PROBLEM STATEMENT |
Write out every one of the records below without changing a single character.

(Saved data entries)
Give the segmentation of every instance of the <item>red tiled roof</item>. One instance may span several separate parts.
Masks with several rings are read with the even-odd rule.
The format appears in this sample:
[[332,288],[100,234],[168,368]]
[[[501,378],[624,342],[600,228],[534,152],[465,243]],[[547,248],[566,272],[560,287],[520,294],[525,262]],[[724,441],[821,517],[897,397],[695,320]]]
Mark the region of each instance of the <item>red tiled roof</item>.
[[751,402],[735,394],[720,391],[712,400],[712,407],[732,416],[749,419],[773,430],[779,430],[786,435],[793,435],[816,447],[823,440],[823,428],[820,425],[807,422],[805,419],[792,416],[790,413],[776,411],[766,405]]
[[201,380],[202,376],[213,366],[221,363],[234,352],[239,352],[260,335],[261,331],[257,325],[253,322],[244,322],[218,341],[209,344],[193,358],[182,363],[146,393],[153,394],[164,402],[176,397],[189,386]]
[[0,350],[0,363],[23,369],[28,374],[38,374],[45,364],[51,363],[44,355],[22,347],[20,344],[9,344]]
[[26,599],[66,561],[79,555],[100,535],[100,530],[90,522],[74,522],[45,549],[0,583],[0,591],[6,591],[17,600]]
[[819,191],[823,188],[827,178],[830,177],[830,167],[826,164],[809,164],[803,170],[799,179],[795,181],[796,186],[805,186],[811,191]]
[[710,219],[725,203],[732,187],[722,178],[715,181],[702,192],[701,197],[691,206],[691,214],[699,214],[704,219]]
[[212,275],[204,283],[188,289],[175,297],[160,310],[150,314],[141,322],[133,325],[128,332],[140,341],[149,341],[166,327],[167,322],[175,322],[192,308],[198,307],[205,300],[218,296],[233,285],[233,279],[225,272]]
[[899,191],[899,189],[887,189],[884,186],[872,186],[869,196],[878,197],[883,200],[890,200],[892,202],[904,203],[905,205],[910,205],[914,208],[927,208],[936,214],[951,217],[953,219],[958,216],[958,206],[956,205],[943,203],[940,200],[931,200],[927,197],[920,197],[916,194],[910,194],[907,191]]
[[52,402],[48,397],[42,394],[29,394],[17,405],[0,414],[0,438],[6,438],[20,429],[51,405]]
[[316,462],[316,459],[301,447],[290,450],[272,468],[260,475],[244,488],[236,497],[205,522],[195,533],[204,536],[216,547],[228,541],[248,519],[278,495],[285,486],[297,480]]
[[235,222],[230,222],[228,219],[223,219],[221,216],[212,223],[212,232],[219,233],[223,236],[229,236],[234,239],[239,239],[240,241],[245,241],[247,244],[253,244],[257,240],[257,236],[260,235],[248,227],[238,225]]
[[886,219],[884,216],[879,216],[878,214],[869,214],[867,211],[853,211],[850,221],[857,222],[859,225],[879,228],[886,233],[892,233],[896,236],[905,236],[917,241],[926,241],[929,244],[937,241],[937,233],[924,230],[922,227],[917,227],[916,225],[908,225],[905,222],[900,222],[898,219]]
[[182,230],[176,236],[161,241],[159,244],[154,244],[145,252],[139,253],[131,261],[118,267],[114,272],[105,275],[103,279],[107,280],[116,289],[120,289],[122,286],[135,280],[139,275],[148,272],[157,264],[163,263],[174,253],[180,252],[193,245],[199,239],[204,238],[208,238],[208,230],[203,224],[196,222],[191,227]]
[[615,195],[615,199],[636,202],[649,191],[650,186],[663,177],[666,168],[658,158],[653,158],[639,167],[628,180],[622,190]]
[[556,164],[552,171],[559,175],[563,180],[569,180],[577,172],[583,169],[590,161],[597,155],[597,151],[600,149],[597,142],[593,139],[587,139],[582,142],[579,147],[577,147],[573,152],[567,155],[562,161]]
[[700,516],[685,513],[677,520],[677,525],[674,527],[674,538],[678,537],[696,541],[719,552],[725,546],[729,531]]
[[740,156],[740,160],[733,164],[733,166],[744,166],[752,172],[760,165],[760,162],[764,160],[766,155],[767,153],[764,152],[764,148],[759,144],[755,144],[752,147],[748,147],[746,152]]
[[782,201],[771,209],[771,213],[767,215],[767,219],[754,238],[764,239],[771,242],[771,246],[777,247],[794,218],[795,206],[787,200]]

FINISHED ANSWER |
Give the segmentation of every instance of the <item>red tiled roof</item>. One instance may span several separate parts.
Masks with several rings are read with the even-odd rule.
The format appears in this sample:
[[332,288],[100,234],[168,368]]
[[[501,378],[624,342],[600,228],[534,152],[465,243]],[[547,248],[566,272],[560,287],[520,294],[525,262]],[[724,441],[821,517],[897,397],[695,320]]]
Mark the region of each instance of the <item>red tiled roof</item>.
[[751,402],[735,394],[720,391],[712,400],[712,407],[732,416],[749,419],[773,430],[779,430],[786,435],[793,435],[816,447],[823,440],[823,428],[820,425],[807,422],[805,419],[792,416],[790,413],[776,411],[766,405]]
[[201,380],[202,376],[213,366],[221,363],[234,352],[239,352],[260,335],[261,331],[257,325],[253,322],[244,322],[218,341],[209,344],[193,358],[182,363],[146,393],[153,394],[164,402],[176,397],[189,386]]
[[0,350],[0,363],[23,369],[28,374],[38,374],[45,364],[51,363],[44,355],[22,347],[20,344],[9,344]]
[[26,599],[66,561],[79,555],[100,535],[100,530],[90,522],[74,522],[45,549],[0,583],[0,591],[6,591],[17,600]]
[[819,191],[823,188],[827,178],[830,177],[830,167],[826,164],[809,164],[803,170],[799,179],[795,181],[796,186],[805,186],[811,191]]
[[710,219],[725,203],[732,187],[722,178],[715,181],[702,192],[701,197],[691,206],[691,214],[699,214],[704,219]]
[[212,275],[204,283],[188,289],[175,297],[160,310],[150,314],[141,322],[133,325],[128,332],[140,341],[149,341],[166,327],[167,322],[175,322],[192,308],[198,307],[205,300],[218,296],[233,285],[233,279],[225,272]]
[[899,191],[899,189],[887,189],[884,186],[872,186],[869,196],[878,197],[883,200],[890,200],[892,202],[904,203],[905,205],[910,205],[914,208],[927,208],[936,214],[951,217],[953,219],[958,216],[958,206],[956,205],[943,203],[940,200],[931,200],[927,197],[920,197],[916,194],[910,194],[907,191]]
[[52,402],[48,397],[42,394],[29,394],[17,405],[0,414],[0,438],[6,438],[20,429],[51,405]]
[[316,462],[316,459],[301,447],[290,450],[272,468],[260,475],[244,488],[236,497],[205,522],[195,533],[204,536],[216,547],[228,541],[248,519],[278,495],[285,486],[297,480]]
[[235,222],[230,222],[228,219],[223,219],[221,216],[212,223],[212,232],[219,233],[223,236],[229,236],[234,239],[239,239],[240,241],[245,241],[247,244],[253,244],[257,240],[257,236],[260,235],[248,227],[238,225]]
[[886,219],[884,216],[879,216],[878,214],[869,214],[867,211],[853,211],[850,221],[857,222],[859,225],[879,228],[886,233],[892,233],[896,236],[905,236],[917,241],[926,241],[929,244],[937,241],[937,233],[924,230],[922,227],[917,227],[916,225],[908,225],[905,222],[900,222],[898,219]]
[[182,230],[176,236],[161,241],[159,244],[154,244],[145,252],[139,253],[131,261],[118,267],[114,272],[105,275],[103,279],[107,280],[116,289],[120,289],[122,286],[135,280],[139,275],[148,272],[157,264],[163,263],[174,253],[180,252],[193,245],[199,239],[204,238],[208,238],[208,230],[203,224],[196,222],[191,227]]
[[615,195],[615,199],[636,202],[649,191],[650,186],[663,177],[666,168],[658,158],[653,158],[639,167],[628,180],[622,190]]
[[556,164],[552,171],[559,175],[563,180],[569,180],[577,172],[583,169],[590,161],[597,155],[597,151],[600,149],[597,142],[593,139],[587,139],[582,142],[579,147],[577,147],[573,152],[567,155],[562,161]]
[[700,516],[685,513],[677,520],[677,525],[674,527],[674,538],[678,537],[696,541],[719,552],[725,546],[729,531]]
[[740,156],[740,160],[733,164],[733,166],[744,166],[752,172],[760,165],[760,162],[764,160],[766,155],[767,153],[764,152],[764,148],[759,144],[755,144],[752,147],[748,147],[746,152]]
[[782,201],[771,209],[771,213],[767,215],[767,219],[754,238],[764,239],[771,242],[771,246],[777,247],[794,218],[795,206],[787,200]]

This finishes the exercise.